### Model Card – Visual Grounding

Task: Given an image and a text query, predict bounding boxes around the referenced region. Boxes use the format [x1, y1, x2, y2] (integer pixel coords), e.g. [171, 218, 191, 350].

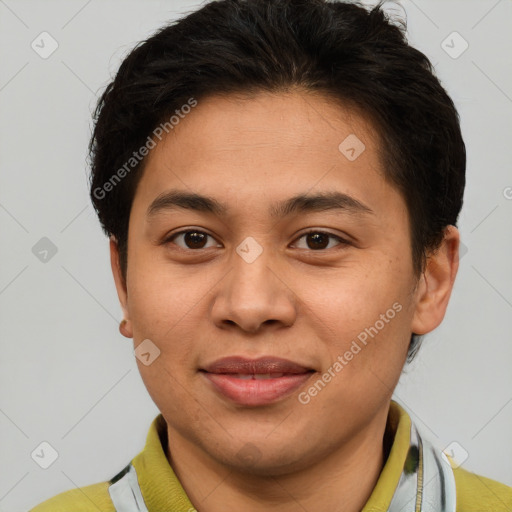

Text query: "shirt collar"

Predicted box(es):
[132, 400, 455, 512]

= = = =

--- Goal of the exercise ---
Rewrite the lines above with "bounding boxes" changed to "rectangles" and nothing else altered. Leave the pictures out.

--- Answer in full ---
### Model Card – Visual Grounding

Task: Given an image and a text query, predict rectangles around the referenced region. Boxes use the format [x1, y1, x2, y2] (integer pixel coords), e.g. [171, 218, 191, 350].


Text query: "shirt collar"

Predicted box(es):
[132, 400, 455, 512]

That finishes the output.